Segundo tema del Concilio: el diablo
1. El texto
                Por lo que se refiere a este enunciado demonológico, está muy lejos de presentarse como algo nuevo añadido circunstancialmente, a manera de consecuencia doctrinal o de una deducción teológica; al contrario, aparece como un punto firme, adquirido desde hace mucho tiempo. Lo está indicando la misma formulación del texto. En efecto, después de haber afirmado la creación universal, el documento no pasa a los diablos y a los demonios como a una conclusión lógicamente deducida: no escribe «Consiguientemente Satanás y los demonios han sido creados naturalmente buenos»..., tal como hubiese sido necesario si la declaración fuese nueva y deducida de la anterior; al contrario, presenta el caso de Satanás como una prueba de la afirmación anterior, como un argumento contra el dualismo. Escribe, en efecto: «Porque Satanás y los demonios fueron creados naturalmente buenos...». En resumen, el enunciado que a ellos se refiere se presenta como una afirmación incontrovertible de la conciencia cristiana: es este un punto importante del documento y no podía menos de serlo si se tiene en cuenta las circunstancias históricas.

2. La preparación: las formulaciones positivas y negativas (siglos IV-V)
                De hecho, ya en el siglo IV la Iglesia había tomado posición contra la tesis maniquea de dos principios igualmente eternos y opuestos (64); tanto en Oriente como en Occidente, enseñaba firmemente que Satanás y los demonios han sido creados y hechos naturalmente buenos. «Debes creer, decía San Gregorio Nacianceno al neófito, que no existe una esencia del mal, ni un reino (del mal), sin principio o subsistente por sí mismo o creado por Dios» (65).

=-=-=

Instrucción
Sigue escribiendo el texto sobre el diablo después de su última frase.

Datos

=-=-=

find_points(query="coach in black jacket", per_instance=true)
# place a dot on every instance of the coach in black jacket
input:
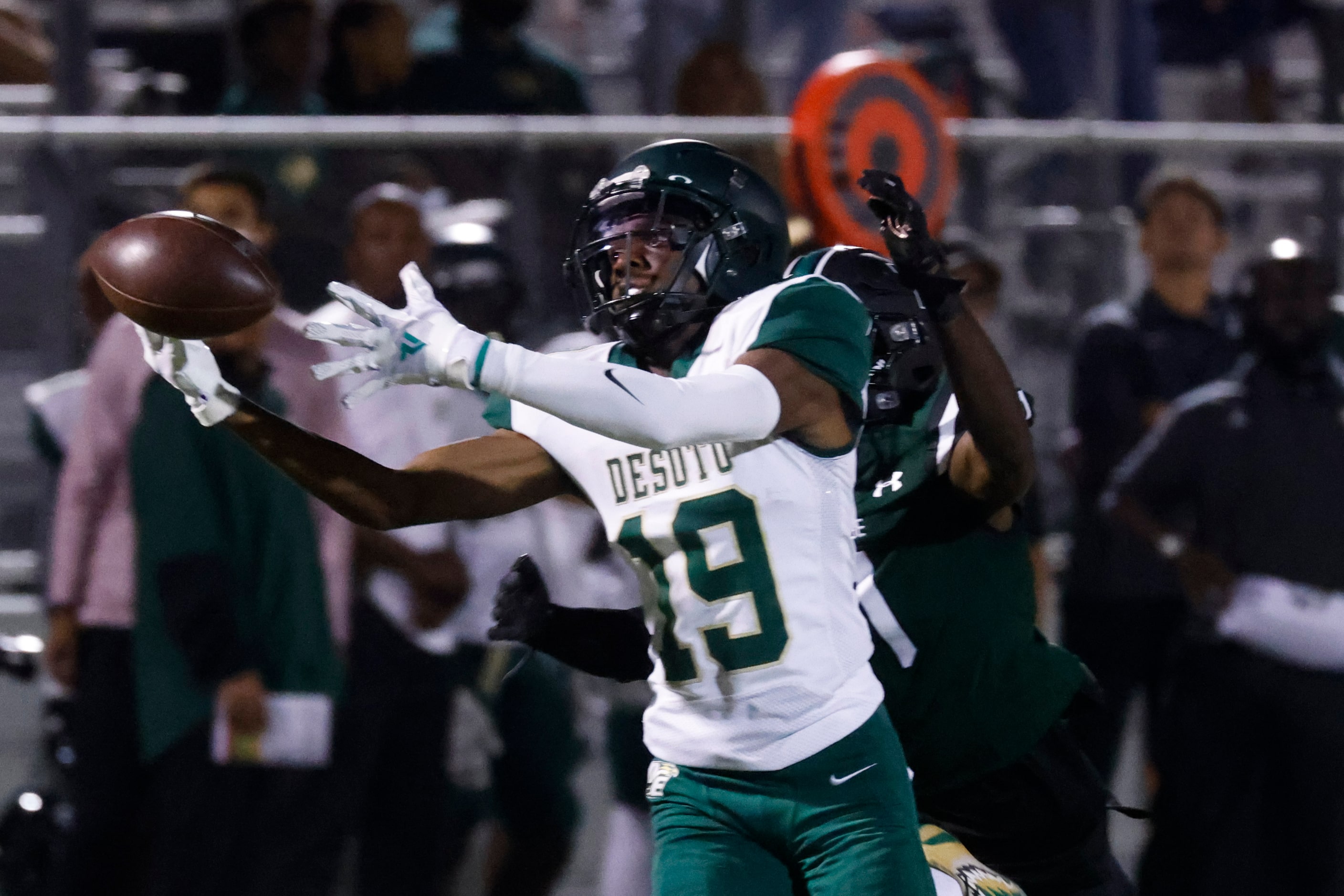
(1123, 605)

=-=-=

Resultado
                El diablo era considerado creatura de Dios, buena y luminosa en un principio, que por desgracia no se mantuvo en la verdad, en que había sido hecho (Jn 8, 44), sino que se había revelado contra el Señor (66). El mal, por consiguiente, no estaba en su naturaleza, sino en un acto libre y contingente de su voluntad (67). Afirmaciones de este tipo —que se pueden leer equivalentemente en San Basilio (68), San Gregorio Nacianceno (69), San Juan Crisóstomo (70), Dídimo de Alejandría (71)en Oriente; y en Tertuliano (72), Eusebio de Vercelli (73), San Ambrosio (74), San Agustín (75), en Occidente— podían asumir eventualmente una firme formulación dogmática. Se encuentran incluso bajo forma de condenación doctrinal o también de profesión de fe.
                El De Trinitate, atribuido a Eusebio de Vercelli, lo expresaba firmemente en términos de anatemas sucesivos:
                    «Si alguien cree que el ángel apóstata, en la naturaleza en que ha sido hecho, no es obra de Dios, sino que existe por sí mismo, llegando incluso a atribuirle el tener en sí mismo el propio principio, sea anatema.
                    Si alguno cree que el ángel apóstata ha sido hecho por Dios con una naturaleza mala y no dice que él ha concebido el mal, por su propia voluntad, sea anatema.
                    Si alguno cree que el ángel de Satanás ha hecho el mundo —¡lejos de nosotros tal creencia!— y no declara que todo pecado es invención suya, sea anatema» (76).
                Tal redacción en forma de anatema no era entonces un caso único: se encuentra ya en el Commonitorium, atribuido a San Agustín y escrito con vistas a la abjuración de los Maniqueos. Esta instrucción consideraba como anatema a «aquel que cree que existen dos naturalezas, que tienen origen en dos principios diversos, la una buena que es Dios, la otra mala, no creada por Él» (77).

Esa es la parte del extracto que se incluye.